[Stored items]

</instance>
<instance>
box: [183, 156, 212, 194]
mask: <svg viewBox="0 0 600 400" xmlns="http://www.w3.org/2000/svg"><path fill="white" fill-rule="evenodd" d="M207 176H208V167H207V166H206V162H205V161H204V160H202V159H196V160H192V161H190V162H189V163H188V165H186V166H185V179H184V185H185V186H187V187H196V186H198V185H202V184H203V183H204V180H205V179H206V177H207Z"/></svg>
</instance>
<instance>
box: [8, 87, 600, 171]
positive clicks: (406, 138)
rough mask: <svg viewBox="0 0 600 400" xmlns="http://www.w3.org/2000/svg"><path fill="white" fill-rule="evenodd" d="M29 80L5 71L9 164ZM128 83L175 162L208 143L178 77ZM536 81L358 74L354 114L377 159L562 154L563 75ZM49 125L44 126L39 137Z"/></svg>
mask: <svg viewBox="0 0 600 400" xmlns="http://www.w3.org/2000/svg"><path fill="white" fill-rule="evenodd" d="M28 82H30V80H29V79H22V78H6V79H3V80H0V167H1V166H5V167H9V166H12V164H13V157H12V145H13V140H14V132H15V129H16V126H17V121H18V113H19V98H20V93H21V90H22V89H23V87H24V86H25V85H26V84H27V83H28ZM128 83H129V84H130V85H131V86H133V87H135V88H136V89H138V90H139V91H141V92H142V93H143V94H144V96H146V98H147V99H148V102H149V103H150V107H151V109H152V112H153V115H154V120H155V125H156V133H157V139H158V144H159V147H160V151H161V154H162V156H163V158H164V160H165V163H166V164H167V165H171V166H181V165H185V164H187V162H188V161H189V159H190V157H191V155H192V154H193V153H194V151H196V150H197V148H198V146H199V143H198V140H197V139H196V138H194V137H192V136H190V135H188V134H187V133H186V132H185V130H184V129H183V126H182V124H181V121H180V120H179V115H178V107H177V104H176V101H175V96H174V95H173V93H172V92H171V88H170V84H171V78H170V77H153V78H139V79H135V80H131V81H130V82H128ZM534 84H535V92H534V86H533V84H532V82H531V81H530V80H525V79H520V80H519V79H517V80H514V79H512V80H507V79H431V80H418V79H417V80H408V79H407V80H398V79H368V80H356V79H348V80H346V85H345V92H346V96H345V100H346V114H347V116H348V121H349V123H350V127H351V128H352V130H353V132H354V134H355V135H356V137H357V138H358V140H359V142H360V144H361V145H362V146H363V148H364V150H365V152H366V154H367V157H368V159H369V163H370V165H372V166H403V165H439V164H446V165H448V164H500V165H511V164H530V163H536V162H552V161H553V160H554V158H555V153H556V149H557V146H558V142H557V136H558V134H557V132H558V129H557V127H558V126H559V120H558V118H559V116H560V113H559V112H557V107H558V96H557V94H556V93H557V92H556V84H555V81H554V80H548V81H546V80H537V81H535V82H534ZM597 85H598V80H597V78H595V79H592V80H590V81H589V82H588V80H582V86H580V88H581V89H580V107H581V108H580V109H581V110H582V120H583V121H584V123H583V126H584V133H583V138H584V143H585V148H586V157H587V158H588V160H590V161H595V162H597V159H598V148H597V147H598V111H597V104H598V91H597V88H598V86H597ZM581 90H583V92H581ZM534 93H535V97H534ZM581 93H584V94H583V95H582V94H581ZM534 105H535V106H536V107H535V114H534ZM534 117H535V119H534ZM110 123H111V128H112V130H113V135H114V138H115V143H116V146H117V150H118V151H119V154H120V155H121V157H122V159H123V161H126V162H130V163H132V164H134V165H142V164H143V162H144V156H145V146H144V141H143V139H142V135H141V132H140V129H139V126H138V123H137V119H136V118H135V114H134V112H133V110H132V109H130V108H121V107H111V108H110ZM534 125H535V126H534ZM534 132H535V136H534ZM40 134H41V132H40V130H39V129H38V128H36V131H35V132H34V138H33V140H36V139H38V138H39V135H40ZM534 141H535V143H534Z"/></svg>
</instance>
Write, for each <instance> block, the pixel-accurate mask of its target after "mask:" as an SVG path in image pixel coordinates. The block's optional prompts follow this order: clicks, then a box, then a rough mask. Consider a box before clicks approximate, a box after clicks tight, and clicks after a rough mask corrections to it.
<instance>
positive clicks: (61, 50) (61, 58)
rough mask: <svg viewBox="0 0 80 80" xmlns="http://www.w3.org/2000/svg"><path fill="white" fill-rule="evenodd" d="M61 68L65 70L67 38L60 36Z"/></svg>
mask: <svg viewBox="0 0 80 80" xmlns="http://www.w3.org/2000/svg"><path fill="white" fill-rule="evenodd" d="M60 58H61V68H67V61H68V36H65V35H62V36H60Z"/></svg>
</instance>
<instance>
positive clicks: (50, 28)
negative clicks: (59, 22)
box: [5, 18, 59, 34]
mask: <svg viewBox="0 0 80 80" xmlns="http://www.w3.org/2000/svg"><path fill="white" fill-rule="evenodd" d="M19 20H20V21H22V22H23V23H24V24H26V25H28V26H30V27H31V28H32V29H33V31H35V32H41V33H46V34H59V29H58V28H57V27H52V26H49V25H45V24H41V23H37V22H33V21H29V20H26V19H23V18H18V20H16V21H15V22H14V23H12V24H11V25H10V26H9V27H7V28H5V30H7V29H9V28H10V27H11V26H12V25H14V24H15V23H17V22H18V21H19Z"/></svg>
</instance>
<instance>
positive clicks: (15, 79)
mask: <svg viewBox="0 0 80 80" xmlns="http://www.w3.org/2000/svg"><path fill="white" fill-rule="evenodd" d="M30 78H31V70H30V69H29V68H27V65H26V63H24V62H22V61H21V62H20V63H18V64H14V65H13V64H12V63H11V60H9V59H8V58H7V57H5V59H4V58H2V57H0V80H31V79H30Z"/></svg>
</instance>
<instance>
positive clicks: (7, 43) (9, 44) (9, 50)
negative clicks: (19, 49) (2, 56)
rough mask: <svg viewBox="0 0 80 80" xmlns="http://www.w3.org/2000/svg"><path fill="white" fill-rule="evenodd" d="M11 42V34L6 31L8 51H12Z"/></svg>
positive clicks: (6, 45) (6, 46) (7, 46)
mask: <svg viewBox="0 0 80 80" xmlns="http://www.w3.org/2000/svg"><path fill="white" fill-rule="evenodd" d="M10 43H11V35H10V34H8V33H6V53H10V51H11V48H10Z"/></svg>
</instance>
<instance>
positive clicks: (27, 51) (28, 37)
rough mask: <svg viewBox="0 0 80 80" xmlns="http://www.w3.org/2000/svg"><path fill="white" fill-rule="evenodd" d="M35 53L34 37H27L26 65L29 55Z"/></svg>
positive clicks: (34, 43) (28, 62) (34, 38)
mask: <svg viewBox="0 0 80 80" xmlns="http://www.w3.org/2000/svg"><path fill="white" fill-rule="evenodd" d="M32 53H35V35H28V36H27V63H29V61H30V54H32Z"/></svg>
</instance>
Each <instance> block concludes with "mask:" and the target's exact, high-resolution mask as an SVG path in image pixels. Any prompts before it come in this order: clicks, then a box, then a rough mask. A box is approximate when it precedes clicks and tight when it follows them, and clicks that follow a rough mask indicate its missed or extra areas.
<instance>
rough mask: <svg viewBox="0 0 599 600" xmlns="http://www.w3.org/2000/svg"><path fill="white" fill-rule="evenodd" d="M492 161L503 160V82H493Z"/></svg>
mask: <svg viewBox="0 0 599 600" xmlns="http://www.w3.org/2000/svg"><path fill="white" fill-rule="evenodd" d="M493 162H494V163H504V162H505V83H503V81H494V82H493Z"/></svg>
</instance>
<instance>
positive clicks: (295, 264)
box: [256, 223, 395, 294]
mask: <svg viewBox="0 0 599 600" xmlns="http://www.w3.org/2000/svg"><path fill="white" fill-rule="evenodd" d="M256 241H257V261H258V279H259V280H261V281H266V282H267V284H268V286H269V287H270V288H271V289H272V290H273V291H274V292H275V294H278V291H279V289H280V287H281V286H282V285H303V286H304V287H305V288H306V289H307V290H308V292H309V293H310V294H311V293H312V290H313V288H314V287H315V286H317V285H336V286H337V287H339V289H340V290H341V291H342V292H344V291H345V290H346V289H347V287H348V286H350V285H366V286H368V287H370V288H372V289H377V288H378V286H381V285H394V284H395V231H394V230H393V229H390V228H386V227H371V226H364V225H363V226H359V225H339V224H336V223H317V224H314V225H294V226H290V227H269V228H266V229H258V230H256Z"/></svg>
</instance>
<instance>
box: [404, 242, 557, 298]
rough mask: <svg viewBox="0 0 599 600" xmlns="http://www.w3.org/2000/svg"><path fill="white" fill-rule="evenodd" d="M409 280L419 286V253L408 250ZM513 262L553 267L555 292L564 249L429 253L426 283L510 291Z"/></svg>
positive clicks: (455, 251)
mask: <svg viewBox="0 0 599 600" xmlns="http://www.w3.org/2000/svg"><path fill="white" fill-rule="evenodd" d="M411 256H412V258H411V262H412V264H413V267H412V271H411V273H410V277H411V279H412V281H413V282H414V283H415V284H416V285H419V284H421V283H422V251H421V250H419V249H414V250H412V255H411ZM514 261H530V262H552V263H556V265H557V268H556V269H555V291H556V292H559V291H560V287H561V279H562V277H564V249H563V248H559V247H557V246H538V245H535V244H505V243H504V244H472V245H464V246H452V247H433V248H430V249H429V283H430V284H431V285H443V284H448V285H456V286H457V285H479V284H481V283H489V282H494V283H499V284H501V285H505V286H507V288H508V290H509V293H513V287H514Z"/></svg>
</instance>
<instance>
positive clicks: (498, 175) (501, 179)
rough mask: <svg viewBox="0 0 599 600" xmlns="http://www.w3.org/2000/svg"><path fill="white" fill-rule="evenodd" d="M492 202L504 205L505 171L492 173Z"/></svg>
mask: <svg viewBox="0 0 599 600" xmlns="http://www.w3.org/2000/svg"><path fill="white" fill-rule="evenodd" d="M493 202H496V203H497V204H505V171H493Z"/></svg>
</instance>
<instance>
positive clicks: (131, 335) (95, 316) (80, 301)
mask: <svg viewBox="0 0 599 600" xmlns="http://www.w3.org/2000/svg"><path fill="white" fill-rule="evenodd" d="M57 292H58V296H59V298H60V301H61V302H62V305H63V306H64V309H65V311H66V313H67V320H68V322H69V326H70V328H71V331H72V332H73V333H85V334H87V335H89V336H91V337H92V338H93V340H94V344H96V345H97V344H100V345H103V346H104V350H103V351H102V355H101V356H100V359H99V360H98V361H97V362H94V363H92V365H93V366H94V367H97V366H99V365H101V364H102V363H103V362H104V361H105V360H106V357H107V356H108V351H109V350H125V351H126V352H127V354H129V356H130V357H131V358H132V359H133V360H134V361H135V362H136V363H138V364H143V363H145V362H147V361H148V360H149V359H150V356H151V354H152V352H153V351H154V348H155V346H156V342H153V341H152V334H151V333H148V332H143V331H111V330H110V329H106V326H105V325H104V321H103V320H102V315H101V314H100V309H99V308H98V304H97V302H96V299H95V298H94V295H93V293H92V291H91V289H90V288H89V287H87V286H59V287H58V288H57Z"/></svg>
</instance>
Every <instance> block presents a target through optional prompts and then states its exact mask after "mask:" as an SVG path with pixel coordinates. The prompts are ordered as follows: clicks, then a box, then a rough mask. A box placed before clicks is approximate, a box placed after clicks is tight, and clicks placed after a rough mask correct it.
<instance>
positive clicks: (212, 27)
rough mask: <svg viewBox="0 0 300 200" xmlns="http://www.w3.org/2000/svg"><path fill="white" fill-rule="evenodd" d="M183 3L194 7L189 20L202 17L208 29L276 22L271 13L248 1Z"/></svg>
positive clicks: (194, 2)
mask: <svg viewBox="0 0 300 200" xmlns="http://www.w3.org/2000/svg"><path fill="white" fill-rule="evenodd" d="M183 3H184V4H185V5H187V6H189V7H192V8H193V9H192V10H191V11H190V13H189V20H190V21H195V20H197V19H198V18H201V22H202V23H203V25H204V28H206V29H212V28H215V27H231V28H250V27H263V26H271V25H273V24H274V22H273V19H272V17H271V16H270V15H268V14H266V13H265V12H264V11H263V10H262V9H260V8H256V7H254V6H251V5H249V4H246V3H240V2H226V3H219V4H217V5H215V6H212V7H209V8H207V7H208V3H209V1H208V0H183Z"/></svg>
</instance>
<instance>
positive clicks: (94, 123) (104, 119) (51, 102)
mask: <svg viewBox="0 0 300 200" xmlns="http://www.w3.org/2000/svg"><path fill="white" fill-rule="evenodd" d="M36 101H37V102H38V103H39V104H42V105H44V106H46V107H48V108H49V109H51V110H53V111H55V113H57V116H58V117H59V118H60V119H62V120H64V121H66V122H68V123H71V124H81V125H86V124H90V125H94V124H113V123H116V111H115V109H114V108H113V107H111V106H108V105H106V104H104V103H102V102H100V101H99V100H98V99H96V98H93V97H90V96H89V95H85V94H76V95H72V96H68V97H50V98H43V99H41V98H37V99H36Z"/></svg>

Action item »
Taking the records from the top, repeat each line exactly until you have repeated the line that contains "positive clicks: (406, 138)".

Written answer »
</instance>
<instance>
box: [183, 156, 212, 194]
mask: <svg viewBox="0 0 600 400" xmlns="http://www.w3.org/2000/svg"><path fill="white" fill-rule="evenodd" d="M207 176H208V167H207V166H206V162H205V161H204V160H202V159H196V160H192V161H190V162H189V163H188V165H186V166H185V179H184V185H185V186H187V187H196V186H198V185H202V184H203V183H204V180H205V179H206V177H207Z"/></svg>
</instance>
<instance>
box: [8, 87, 600, 171]
positive clicks: (406, 138)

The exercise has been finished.